## Directions
Collect every line in the rows below that contains the string "woman", and copy each such line in full.

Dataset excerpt
** start **

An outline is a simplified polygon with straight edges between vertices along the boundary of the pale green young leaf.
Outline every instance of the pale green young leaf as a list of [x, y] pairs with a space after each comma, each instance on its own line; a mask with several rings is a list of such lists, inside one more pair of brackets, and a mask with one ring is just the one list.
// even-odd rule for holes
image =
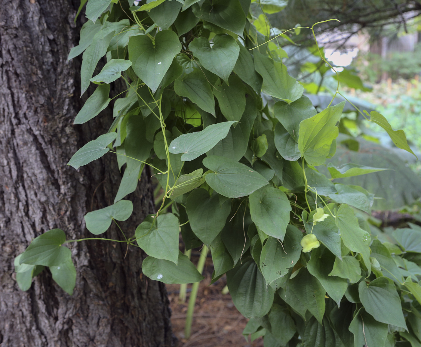
[[245, 14], [238, 0], [213, 0], [211, 2], [205, 0], [201, 6], [195, 4], [192, 9], [198, 18], [242, 36]]
[[353, 252], [357, 252], [362, 257], [364, 264], [370, 274], [370, 234], [360, 227], [352, 209], [346, 205], [341, 205], [336, 214], [336, 225], [339, 228], [344, 244]]
[[338, 125], [344, 105], [344, 101], [330, 106], [300, 123], [298, 148], [309, 165], [321, 165], [326, 160], [339, 134]]
[[193, 55], [199, 58], [203, 67], [228, 84], [228, 77], [238, 58], [240, 47], [234, 38], [227, 34], [218, 34], [213, 38], [213, 44], [211, 47], [209, 40], [200, 36], [192, 41], [189, 48]]
[[183, 161], [190, 161], [211, 149], [228, 134], [235, 121], [223, 122], [206, 127], [201, 131], [183, 134], [173, 140], [168, 150], [174, 154], [183, 153]]
[[267, 235], [283, 241], [291, 211], [285, 193], [266, 186], [253, 193], [248, 199], [251, 219], [256, 226]]
[[133, 211], [133, 204], [129, 200], [120, 200], [111, 206], [88, 212], [85, 215], [86, 229], [98, 235], [107, 231], [113, 219], [125, 221]]
[[137, 244], [148, 256], [175, 263], [179, 259], [179, 219], [172, 213], [160, 214], [153, 223], [145, 221], [136, 228]]
[[169, 260], [148, 256], [142, 262], [142, 272], [151, 280], [167, 284], [195, 283], [205, 278], [179, 251], [177, 265]]
[[107, 146], [117, 137], [117, 133], [109, 133], [90, 141], [73, 155], [67, 165], [77, 169], [100, 158], [109, 150]]
[[261, 317], [270, 310], [274, 293], [252, 259], [226, 273], [226, 283], [235, 307], [247, 318]]
[[149, 88], [152, 93], [159, 86], [173, 59], [181, 48], [177, 34], [171, 30], [157, 34], [155, 43], [146, 35], [129, 40], [129, 59], [135, 73]]
[[303, 87], [287, 72], [287, 67], [278, 61], [253, 51], [254, 67], [263, 78], [262, 91], [272, 96], [291, 103], [301, 97]]
[[[90, 80], [92, 82], [111, 83], [120, 78], [121, 76], [122, 72], [125, 71], [131, 66], [131, 64], [132, 62], [130, 60], [112, 59], [104, 65], [99, 74], [94, 76]], [[107, 95], [108, 96], [108, 94]]]
[[218, 194], [210, 196], [203, 188], [190, 193], [186, 203], [192, 230], [206, 245], [212, 243], [224, 228], [231, 209], [229, 200], [220, 205]]
[[330, 163], [328, 165], [328, 169], [330, 173], [332, 178], [334, 179], [358, 176], [360, 175], [365, 175], [366, 174], [370, 174], [372, 172], [377, 172], [379, 171], [389, 170], [389, 169], [365, 166], [364, 165], [353, 164], [352, 163], [344, 164], [340, 166], [334, 166], [331, 163]]
[[248, 195], [269, 184], [263, 176], [248, 166], [228, 158], [211, 155], [204, 159], [203, 163], [214, 171], [205, 176], [206, 182], [227, 198]]
[[108, 97], [109, 89], [109, 84], [99, 85], [76, 115], [73, 124], [83, 124], [85, 123], [108, 106], [111, 100]]

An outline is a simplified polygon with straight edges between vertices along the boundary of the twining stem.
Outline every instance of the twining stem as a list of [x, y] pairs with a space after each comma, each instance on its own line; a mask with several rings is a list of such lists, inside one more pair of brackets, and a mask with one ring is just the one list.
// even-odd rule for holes
[[[199, 258], [199, 262], [197, 263], [197, 271], [202, 273], [203, 271], [203, 267], [205, 266], [205, 262], [208, 256], [208, 247], [205, 245], [202, 248], [200, 257]], [[193, 320], [193, 313], [195, 311], [195, 305], [196, 304], [196, 298], [197, 296], [197, 291], [199, 290], [199, 284], [200, 282], [194, 283], [192, 286], [192, 291], [190, 294], [190, 299], [189, 299], [189, 307], [187, 309], [187, 316], [186, 317], [186, 327], [184, 328], [184, 337], [188, 339], [190, 337], [192, 330], [192, 322]]]

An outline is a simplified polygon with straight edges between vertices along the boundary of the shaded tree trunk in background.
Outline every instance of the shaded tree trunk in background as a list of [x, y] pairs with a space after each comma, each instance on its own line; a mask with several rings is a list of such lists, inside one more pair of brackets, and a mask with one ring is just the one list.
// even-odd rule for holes
[[[83, 101], [80, 60], [67, 61], [78, 40], [78, 5], [0, 0], [0, 346], [172, 346], [165, 287], [142, 275], [139, 249], [125, 258], [124, 243], [69, 244], [77, 273], [71, 296], [48, 270], [26, 292], [14, 280], [13, 258], [33, 238], [54, 228], [68, 239], [90, 237], [83, 215], [112, 204], [121, 179], [114, 155], [78, 171], [66, 165], [112, 118], [108, 109], [107, 117], [72, 125]], [[122, 223], [131, 236], [153, 211], [149, 176]], [[117, 231], [105, 235], [121, 238]]]

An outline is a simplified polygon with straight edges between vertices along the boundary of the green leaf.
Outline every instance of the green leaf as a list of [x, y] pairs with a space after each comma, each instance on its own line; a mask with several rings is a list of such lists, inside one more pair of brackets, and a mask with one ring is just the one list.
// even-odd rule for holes
[[252, 259], [227, 272], [226, 284], [232, 302], [246, 318], [263, 317], [269, 312], [273, 290], [266, 288], [264, 279]]
[[[121, 76], [121, 72], [125, 71], [131, 66], [131, 64], [132, 62], [130, 60], [112, 59], [104, 65], [99, 74], [93, 77], [90, 80], [92, 82], [111, 83], [119, 78]], [[107, 96], [108, 96], [108, 93]]]
[[83, 124], [85, 123], [108, 106], [111, 100], [108, 97], [109, 89], [109, 84], [99, 85], [76, 115], [73, 124]]
[[234, 38], [227, 34], [218, 34], [213, 39], [213, 44], [211, 47], [209, 40], [200, 36], [192, 41], [189, 48], [193, 55], [199, 58], [203, 67], [218, 76], [228, 84], [228, 77], [238, 58], [240, 47]]
[[311, 101], [305, 95], [290, 104], [278, 101], [274, 107], [273, 112], [296, 141], [298, 140], [300, 123], [317, 114]]
[[301, 254], [300, 241], [302, 237], [302, 233], [290, 224], [283, 244], [274, 238], [267, 238], [262, 248], [259, 263], [266, 286], [285, 276], [296, 264]]
[[200, 185], [205, 182], [203, 174], [203, 169], [200, 168], [190, 174], [181, 175], [177, 180], [176, 187], [171, 192], [171, 198], [183, 195]]
[[341, 205], [336, 214], [336, 222], [344, 244], [350, 251], [361, 255], [369, 275], [371, 268], [369, 247], [371, 240], [370, 234], [360, 227], [353, 210], [346, 205]]
[[88, 212], [85, 215], [86, 229], [95, 235], [107, 231], [112, 219], [125, 221], [133, 211], [133, 204], [129, 200], [121, 200], [104, 208]]
[[178, 1], [164, 1], [151, 9], [149, 16], [161, 29], [166, 30], [176, 20], [181, 6], [181, 3]]
[[86, 18], [95, 23], [110, 3], [111, 0], [88, 0], [85, 11]]
[[184, 153], [181, 155], [183, 161], [195, 159], [211, 149], [228, 133], [234, 121], [223, 122], [206, 127], [201, 131], [195, 131], [180, 135], [173, 140], [168, 150], [174, 154]]
[[179, 219], [172, 213], [160, 214], [142, 222], [136, 228], [137, 244], [148, 256], [177, 264], [179, 259]]
[[227, 198], [248, 195], [269, 182], [244, 164], [224, 157], [211, 155], [203, 165], [214, 171], [205, 176], [206, 182], [217, 192]]
[[229, 76], [229, 86], [217, 82], [213, 94], [218, 99], [222, 114], [228, 120], [240, 120], [245, 109], [245, 88], [240, 78]]
[[193, 232], [204, 243], [209, 245], [224, 228], [231, 208], [229, 200], [220, 205], [216, 192], [211, 196], [206, 190], [199, 188], [187, 198], [186, 212]]
[[[365, 110], [364, 110], [364, 112], [366, 115], [368, 116], [369, 115], [368, 112]], [[408, 142], [406, 140], [406, 136], [405, 135], [405, 132], [403, 130], [394, 130], [387, 121], [387, 120], [382, 115], [376, 111], [372, 111], [369, 115], [370, 121], [374, 122], [386, 130], [387, 133], [389, 134], [390, 139], [393, 141], [393, 143], [397, 147], [408, 151], [410, 153], [413, 154], [417, 159], [418, 159], [417, 156], [415, 155], [414, 152], [412, 152], [412, 149], [408, 145]]]
[[177, 265], [169, 260], [148, 256], [142, 263], [142, 271], [151, 280], [167, 284], [195, 283], [205, 278], [179, 251]]
[[250, 52], [242, 45], [239, 45], [240, 53], [233, 71], [256, 92], [260, 93], [263, 83], [262, 77], [254, 69], [254, 61]]
[[66, 235], [61, 229], [52, 229], [35, 238], [22, 254], [21, 264], [52, 266], [60, 264], [70, 250], [61, 246]]
[[174, 90], [180, 96], [188, 98], [203, 111], [215, 115], [212, 87], [199, 69], [196, 67], [186, 69], [185, 73], [174, 82]]
[[305, 317], [306, 311], [308, 310], [321, 323], [325, 313], [326, 291], [307, 269], [301, 268], [299, 271], [287, 282], [285, 289], [280, 288], [277, 293], [301, 317]]
[[377, 321], [361, 308], [351, 322], [349, 331], [354, 334], [355, 346], [384, 347], [387, 336], [387, 325]]
[[370, 174], [371, 172], [377, 172], [379, 171], [389, 170], [389, 169], [365, 166], [358, 164], [353, 164], [352, 163], [344, 164], [338, 167], [333, 166], [331, 163], [330, 163], [328, 165], [328, 169], [330, 173], [332, 178], [333, 179], [358, 176], [360, 175]]
[[285, 193], [266, 186], [249, 197], [251, 219], [265, 234], [283, 241], [291, 205]]
[[[68, 249], [68, 248], [67, 248]], [[76, 269], [72, 261], [72, 252], [66, 252], [66, 256], [59, 264], [50, 267], [53, 279], [64, 291], [73, 295], [76, 283]]]
[[345, 101], [324, 109], [300, 123], [298, 148], [309, 165], [321, 165], [329, 155], [332, 142], [339, 133]]
[[101, 30], [95, 34], [92, 43], [83, 52], [80, 67], [81, 95], [83, 95], [89, 86], [92, 77], [99, 59], [105, 55], [109, 43], [114, 35], [114, 31]]
[[152, 90], [159, 86], [173, 59], [181, 48], [177, 34], [171, 30], [157, 34], [155, 43], [146, 35], [132, 36], [129, 40], [129, 59], [135, 73]]
[[383, 276], [368, 285], [362, 281], [358, 285], [358, 293], [365, 310], [376, 320], [408, 330], [400, 298], [392, 280]]
[[298, 144], [282, 126], [280, 122], [277, 123], [275, 126], [274, 141], [276, 149], [284, 159], [290, 161], [296, 161], [301, 157]]
[[339, 306], [348, 284], [345, 279], [329, 277], [335, 258], [325, 248], [315, 248], [312, 252], [310, 261], [307, 263], [307, 268], [309, 272], [320, 281], [328, 295]]
[[264, 93], [288, 103], [301, 97], [304, 87], [288, 75], [285, 65], [265, 56], [257, 50], [253, 52], [255, 68], [263, 78]]
[[349, 279], [350, 283], [357, 283], [361, 278], [360, 262], [351, 256], [344, 256], [342, 258], [341, 260], [336, 257], [333, 268], [328, 275]]
[[238, 0], [205, 0], [192, 9], [196, 17], [242, 36], [245, 14]]

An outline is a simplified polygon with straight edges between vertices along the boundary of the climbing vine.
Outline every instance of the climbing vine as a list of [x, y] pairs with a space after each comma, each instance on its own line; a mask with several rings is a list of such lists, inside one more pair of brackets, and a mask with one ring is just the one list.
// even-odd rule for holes
[[[245, 335], [263, 336], [266, 347], [420, 345], [421, 228], [372, 234], [364, 216], [373, 195], [332, 181], [384, 169], [346, 163], [328, 165], [330, 176], [319, 172], [335, 155], [345, 102], [316, 110], [288, 75], [282, 47], [315, 27], [277, 33], [264, 13], [282, 2], [258, 3], [256, 18], [250, 0], [88, 1], [69, 59], [83, 54], [81, 94], [98, 86], [74, 123], [100, 117], [112, 100], [113, 121], [68, 165], [115, 155], [124, 173], [114, 204], [87, 214], [86, 228], [99, 235], [130, 217], [125, 198], [147, 165], [163, 194], [136, 230], [118, 226], [123, 240], [66, 240], [59, 229], [36, 238], [15, 259], [21, 289], [48, 267], [71, 294], [76, 271], [64, 245], [90, 239], [140, 247], [152, 280], [197, 282], [181, 232], [186, 250], [210, 249], [213, 282], [226, 274], [250, 318]], [[126, 90], [112, 99], [119, 79]], [[402, 131], [375, 111], [361, 114], [412, 153]]]

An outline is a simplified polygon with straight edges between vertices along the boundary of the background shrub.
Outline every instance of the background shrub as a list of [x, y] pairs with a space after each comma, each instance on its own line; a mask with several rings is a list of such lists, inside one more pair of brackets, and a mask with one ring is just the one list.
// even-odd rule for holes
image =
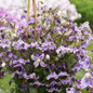
[[76, 4], [77, 11], [81, 13], [82, 17], [77, 19], [78, 24], [83, 22], [90, 22], [90, 26], [93, 29], [93, 0], [69, 0]]

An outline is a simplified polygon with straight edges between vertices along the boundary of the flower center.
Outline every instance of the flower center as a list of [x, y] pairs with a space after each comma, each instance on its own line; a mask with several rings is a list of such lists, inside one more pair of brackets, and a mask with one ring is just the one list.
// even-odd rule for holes
[[37, 62], [40, 63], [40, 58], [38, 58]]
[[32, 77], [32, 76], [30, 76], [30, 79], [34, 79], [34, 77]]

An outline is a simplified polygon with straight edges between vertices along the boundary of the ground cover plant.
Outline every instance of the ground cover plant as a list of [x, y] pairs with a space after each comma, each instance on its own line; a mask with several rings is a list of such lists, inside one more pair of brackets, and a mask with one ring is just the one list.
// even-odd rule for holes
[[90, 22], [90, 26], [93, 29], [93, 0], [69, 0], [76, 4], [77, 11], [81, 13], [82, 18], [77, 19], [77, 23]]
[[[12, 93], [30, 93], [30, 89], [38, 93], [91, 92], [93, 67], [91, 52], [85, 50], [93, 39], [89, 23], [77, 27], [69, 19], [63, 24], [52, 9], [41, 11], [38, 19], [1, 16], [0, 66], [12, 76]], [[75, 76], [80, 69], [85, 72], [78, 80]]]

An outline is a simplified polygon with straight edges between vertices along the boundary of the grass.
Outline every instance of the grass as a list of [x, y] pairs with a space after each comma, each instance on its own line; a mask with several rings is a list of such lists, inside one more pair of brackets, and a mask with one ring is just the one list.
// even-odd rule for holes
[[[88, 51], [93, 50], [93, 40], [90, 42], [90, 44], [89, 44], [89, 46], [88, 46], [87, 50], [88, 50]], [[93, 53], [92, 53], [92, 54], [89, 54], [89, 55], [93, 57]], [[93, 63], [93, 62], [92, 62], [92, 63]], [[83, 71], [83, 70], [80, 70], [80, 72], [78, 72], [78, 74], [76, 75], [76, 78], [77, 78], [77, 79], [81, 79], [81, 78], [83, 77], [83, 74], [84, 74], [84, 71]], [[8, 74], [5, 75], [5, 78], [0, 79], [0, 87], [3, 87], [8, 93], [10, 93], [10, 89], [11, 89], [11, 88], [14, 88], [14, 83], [12, 83], [11, 87], [9, 85], [10, 79], [11, 79], [11, 76], [8, 75]], [[2, 89], [0, 89], [0, 93], [6, 93], [5, 91], [2, 90]], [[87, 92], [87, 90], [82, 90], [82, 93], [88, 93], [88, 92]]]

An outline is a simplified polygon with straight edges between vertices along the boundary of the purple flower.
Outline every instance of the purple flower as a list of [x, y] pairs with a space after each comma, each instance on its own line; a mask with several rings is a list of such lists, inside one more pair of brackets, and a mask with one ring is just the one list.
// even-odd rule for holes
[[35, 79], [35, 80], [39, 79], [39, 77], [36, 77], [35, 72], [32, 72], [30, 75], [24, 74], [23, 76], [25, 79]]
[[44, 63], [42, 62], [42, 59], [44, 58], [44, 54], [41, 54], [41, 55], [37, 54], [37, 56], [35, 56], [35, 55], [32, 54], [32, 55], [31, 55], [31, 58], [35, 61], [35, 63], [34, 63], [35, 67], [38, 67], [39, 64], [40, 64], [41, 67], [46, 67], [46, 64], [44, 64]]
[[74, 88], [66, 89], [66, 93], [78, 93]]
[[49, 76], [46, 77], [46, 80], [50, 80], [51, 78], [57, 79], [58, 76], [57, 76], [55, 72], [52, 72], [51, 75], [49, 75]]
[[35, 85], [35, 84], [36, 84], [36, 85], [44, 85], [44, 84], [40, 83], [39, 81], [35, 81], [34, 83], [30, 82], [29, 84], [30, 84], [30, 85]]
[[93, 88], [93, 77], [91, 72], [85, 72], [81, 79], [81, 89], [84, 89], [87, 87]]
[[57, 89], [57, 88], [51, 88], [51, 89], [46, 89], [46, 91], [50, 93], [52, 93], [53, 91], [55, 92], [61, 92], [62, 89]]

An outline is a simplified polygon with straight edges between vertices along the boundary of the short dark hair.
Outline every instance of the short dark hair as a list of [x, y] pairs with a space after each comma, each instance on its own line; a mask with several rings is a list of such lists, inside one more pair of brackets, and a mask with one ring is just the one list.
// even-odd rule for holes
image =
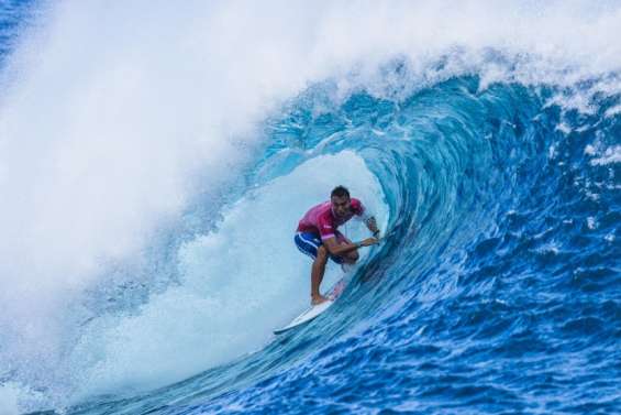
[[330, 197], [343, 197], [343, 196], [347, 196], [347, 198], [350, 197], [350, 190], [347, 190], [347, 188], [345, 186], [336, 186], [332, 189], [332, 193], [330, 194]]

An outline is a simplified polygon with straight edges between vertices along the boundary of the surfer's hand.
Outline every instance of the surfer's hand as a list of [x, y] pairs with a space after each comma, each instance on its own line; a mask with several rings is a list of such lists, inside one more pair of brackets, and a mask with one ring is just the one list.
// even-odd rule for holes
[[367, 238], [367, 239], [365, 239], [361, 242], [361, 245], [362, 247], [370, 247], [370, 245], [374, 245], [378, 242], [379, 241], [377, 240], [377, 238]]

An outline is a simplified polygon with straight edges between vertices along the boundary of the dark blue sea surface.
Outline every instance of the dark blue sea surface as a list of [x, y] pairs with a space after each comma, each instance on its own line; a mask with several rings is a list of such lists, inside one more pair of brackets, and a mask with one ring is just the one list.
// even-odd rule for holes
[[[397, 89], [412, 87], [404, 65], [386, 67]], [[365, 161], [392, 233], [343, 297], [233, 362], [58, 413], [621, 413], [621, 98], [584, 113], [551, 105], [555, 85], [476, 73], [337, 102], [332, 89], [265, 120], [237, 188], [321, 155]]]

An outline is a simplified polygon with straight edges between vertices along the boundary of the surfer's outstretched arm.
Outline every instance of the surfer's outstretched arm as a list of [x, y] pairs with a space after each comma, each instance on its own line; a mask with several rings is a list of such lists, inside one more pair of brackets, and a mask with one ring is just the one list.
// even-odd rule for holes
[[375, 220], [375, 216], [370, 216], [367, 220], [365, 220], [365, 225], [367, 226], [368, 230], [373, 232], [375, 238], [379, 237], [379, 228], [377, 227], [377, 221]]
[[377, 239], [367, 238], [361, 242], [336, 242], [336, 238], [329, 238], [323, 241], [323, 245], [330, 252], [331, 255], [343, 256], [352, 251], [357, 250], [361, 247], [369, 247], [377, 243]]

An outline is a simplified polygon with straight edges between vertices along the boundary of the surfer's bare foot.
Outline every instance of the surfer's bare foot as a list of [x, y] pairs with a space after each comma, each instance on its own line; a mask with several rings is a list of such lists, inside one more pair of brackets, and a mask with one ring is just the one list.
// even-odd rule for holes
[[318, 304], [325, 303], [325, 302], [328, 302], [329, 299], [330, 299], [330, 298], [324, 297], [324, 296], [321, 295], [321, 294], [320, 294], [320, 295], [313, 295], [313, 296], [312, 296], [312, 299], [311, 299], [311, 305], [315, 306], [315, 305], [318, 305]]

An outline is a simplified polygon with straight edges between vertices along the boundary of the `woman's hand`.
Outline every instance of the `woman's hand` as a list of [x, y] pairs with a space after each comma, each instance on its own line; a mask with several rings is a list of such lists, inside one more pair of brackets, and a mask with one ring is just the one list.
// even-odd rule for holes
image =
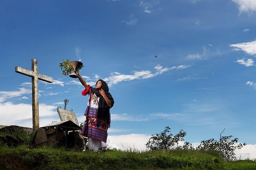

** end **

## Output of the exercise
An outline is a simplified polygon with straight edges between vertices along the boundary of the `woman's hand`.
Outline every instance of the `woman's hand` as a list of [x, y] pairs with a space after each comma, each instance on its own line; a mask with several rings is a list of such lists, inside one more pair of brackets, and a mask with one ring is just the one list.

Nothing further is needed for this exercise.